RECORDS SHOWN section start

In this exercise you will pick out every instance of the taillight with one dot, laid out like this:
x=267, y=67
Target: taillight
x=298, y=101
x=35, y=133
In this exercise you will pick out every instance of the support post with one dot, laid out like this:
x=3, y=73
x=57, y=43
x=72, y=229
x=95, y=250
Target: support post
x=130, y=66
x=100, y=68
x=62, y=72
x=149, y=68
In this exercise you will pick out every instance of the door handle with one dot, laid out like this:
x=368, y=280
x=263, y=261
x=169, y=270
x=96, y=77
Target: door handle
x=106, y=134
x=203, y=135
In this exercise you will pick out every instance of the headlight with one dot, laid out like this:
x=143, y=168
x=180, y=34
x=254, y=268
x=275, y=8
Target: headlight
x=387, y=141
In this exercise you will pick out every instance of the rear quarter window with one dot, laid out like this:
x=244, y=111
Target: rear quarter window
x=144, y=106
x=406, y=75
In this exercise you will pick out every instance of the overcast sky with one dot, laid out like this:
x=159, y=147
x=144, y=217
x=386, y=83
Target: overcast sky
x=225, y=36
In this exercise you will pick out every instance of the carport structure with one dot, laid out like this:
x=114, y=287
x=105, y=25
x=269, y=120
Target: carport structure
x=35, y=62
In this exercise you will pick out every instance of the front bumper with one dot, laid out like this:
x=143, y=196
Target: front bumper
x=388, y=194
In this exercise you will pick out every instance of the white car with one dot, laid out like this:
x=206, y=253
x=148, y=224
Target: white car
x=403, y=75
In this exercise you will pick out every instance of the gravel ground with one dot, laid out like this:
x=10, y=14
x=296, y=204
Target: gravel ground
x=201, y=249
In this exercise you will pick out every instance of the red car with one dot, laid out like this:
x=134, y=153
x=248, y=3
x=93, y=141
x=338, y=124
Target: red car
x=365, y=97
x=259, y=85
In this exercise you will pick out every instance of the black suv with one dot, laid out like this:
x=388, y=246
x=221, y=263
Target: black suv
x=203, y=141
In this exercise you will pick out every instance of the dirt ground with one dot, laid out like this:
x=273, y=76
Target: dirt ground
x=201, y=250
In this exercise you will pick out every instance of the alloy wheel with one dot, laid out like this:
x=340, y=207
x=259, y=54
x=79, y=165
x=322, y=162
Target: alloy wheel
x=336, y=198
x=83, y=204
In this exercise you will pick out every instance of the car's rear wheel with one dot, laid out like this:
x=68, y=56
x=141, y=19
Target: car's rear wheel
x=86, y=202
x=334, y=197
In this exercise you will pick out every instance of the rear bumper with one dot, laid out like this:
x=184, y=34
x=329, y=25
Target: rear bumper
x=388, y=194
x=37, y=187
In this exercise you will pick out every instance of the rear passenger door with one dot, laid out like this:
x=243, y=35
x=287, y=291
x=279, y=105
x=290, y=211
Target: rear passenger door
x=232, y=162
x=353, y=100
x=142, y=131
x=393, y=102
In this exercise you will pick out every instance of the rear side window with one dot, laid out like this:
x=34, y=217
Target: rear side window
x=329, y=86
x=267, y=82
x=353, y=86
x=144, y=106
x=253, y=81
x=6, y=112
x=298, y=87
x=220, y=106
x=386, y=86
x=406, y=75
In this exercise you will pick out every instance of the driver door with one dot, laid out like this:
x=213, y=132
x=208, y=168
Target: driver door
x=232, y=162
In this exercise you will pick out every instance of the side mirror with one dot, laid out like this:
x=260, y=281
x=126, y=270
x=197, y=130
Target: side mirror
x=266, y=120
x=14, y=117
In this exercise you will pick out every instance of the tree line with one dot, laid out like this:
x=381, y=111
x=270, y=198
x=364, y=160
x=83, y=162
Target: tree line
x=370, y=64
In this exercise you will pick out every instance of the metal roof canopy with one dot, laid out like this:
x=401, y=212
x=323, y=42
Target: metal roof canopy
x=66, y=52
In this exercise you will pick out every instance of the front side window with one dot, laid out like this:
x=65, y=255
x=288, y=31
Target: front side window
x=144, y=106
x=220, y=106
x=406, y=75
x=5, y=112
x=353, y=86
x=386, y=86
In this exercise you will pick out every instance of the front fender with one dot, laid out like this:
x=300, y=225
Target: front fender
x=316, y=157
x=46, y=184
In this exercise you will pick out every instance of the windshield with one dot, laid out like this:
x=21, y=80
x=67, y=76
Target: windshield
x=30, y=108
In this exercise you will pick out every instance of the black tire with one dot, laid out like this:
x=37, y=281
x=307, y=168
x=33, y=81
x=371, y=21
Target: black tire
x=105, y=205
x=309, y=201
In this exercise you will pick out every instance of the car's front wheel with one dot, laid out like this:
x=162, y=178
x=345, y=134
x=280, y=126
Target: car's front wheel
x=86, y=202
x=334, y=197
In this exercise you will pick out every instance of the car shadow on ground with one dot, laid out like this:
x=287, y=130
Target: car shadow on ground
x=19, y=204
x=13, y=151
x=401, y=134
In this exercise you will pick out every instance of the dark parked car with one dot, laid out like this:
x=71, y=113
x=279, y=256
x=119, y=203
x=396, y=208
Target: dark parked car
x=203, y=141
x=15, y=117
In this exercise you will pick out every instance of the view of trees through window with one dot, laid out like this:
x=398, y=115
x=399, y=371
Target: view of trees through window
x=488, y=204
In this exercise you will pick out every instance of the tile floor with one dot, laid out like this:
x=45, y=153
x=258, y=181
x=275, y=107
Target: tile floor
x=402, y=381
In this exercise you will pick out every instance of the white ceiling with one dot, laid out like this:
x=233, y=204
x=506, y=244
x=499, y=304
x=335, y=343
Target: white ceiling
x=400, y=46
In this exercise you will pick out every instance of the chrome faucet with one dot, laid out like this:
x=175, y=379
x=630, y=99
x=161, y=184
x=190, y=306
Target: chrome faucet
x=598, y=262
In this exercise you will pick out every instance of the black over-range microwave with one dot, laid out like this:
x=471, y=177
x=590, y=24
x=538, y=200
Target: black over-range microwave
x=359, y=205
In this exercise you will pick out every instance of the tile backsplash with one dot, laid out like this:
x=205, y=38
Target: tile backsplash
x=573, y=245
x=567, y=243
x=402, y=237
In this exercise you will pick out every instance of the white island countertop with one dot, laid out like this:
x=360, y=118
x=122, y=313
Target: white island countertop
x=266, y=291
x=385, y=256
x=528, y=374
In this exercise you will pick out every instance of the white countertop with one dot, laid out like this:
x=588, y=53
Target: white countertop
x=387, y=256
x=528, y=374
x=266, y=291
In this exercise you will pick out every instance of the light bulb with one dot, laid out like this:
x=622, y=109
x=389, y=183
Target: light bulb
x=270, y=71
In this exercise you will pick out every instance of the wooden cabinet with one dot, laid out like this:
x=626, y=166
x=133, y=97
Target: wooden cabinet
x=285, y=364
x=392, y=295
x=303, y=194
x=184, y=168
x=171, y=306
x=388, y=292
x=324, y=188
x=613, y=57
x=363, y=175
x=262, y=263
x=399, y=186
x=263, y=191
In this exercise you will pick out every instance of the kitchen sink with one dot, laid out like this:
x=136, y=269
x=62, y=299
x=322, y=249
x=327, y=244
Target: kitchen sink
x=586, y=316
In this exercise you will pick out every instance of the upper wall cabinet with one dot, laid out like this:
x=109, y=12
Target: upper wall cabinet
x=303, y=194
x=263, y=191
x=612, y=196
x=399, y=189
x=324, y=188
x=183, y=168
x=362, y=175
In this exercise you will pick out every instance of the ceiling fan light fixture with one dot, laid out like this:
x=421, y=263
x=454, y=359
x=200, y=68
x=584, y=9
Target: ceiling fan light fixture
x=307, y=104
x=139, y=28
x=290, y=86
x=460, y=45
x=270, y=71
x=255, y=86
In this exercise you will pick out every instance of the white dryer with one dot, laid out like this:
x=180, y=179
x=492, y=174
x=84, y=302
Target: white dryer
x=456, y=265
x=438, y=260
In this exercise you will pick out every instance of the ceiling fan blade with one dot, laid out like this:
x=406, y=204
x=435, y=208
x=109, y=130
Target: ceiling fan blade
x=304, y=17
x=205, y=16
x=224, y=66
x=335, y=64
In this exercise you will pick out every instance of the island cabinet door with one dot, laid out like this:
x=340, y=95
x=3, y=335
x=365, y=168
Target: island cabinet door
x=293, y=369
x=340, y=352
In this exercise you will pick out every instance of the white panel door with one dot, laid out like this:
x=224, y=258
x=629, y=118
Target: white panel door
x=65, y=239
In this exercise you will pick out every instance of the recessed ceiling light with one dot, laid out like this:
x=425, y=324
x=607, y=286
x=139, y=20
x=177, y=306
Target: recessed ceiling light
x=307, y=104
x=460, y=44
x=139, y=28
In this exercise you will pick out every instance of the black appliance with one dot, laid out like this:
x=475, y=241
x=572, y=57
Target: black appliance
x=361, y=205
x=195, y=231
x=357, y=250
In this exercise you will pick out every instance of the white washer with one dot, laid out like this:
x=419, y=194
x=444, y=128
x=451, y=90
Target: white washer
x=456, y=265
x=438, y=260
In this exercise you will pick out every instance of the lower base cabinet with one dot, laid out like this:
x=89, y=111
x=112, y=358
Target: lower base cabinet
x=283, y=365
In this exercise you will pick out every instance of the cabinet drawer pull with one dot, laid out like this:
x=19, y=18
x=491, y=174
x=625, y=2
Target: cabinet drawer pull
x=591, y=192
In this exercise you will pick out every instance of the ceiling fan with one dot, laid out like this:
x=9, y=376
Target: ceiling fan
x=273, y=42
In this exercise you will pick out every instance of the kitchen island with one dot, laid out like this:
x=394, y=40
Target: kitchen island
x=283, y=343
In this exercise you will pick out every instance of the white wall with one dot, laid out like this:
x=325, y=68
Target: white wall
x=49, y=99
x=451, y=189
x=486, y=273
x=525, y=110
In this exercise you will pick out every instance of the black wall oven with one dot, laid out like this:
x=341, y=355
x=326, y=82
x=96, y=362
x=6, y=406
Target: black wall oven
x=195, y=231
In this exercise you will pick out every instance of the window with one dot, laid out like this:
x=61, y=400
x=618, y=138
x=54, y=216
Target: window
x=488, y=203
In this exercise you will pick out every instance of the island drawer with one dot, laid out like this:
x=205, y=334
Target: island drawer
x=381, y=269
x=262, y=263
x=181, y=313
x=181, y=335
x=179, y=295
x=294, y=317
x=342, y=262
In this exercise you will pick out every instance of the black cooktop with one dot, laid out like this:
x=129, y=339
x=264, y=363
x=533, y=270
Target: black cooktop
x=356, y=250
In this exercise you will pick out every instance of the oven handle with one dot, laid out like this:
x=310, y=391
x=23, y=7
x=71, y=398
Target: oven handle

RECORDS SHOWN section end

**WHAT THIS TASK INVOLVES**. Write out, unaltered, the lines from the opening of the listing through the line that includes "x=244, y=111".

**RESPONSE TO THIS TASK**.
In this exercise you will pick out every instance of the taillight with one dot, laid out like this:
x=267, y=67
Target: taillight
x=298, y=101
x=35, y=133
In this exercise you will pick out every instance of the support post with one dot, laid out like this:
x=3, y=73
x=57, y=43
x=72, y=229
x=95, y=250
Target: support post
x=130, y=66
x=100, y=68
x=62, y=72
x=149, y=68
In this exercise you will pick out every instance of the door handle with one dot, laid out like this:
x=368, y=280
x=263, y=261
x=169, y=270
x=96, y=77
Target: door handle
x=106, y=134
x=203, y=135
In this exercise you will pick out every instance of the headlight with one dot, laid out like this:
x=143, y=168
x=180, y=34
x=254, y=268
x=275, y=8
Target: headlight
x=387, y=141
In this exercise you will pick out every instance of the rear quarter window with one dot, laid out like this:
x=244, y=111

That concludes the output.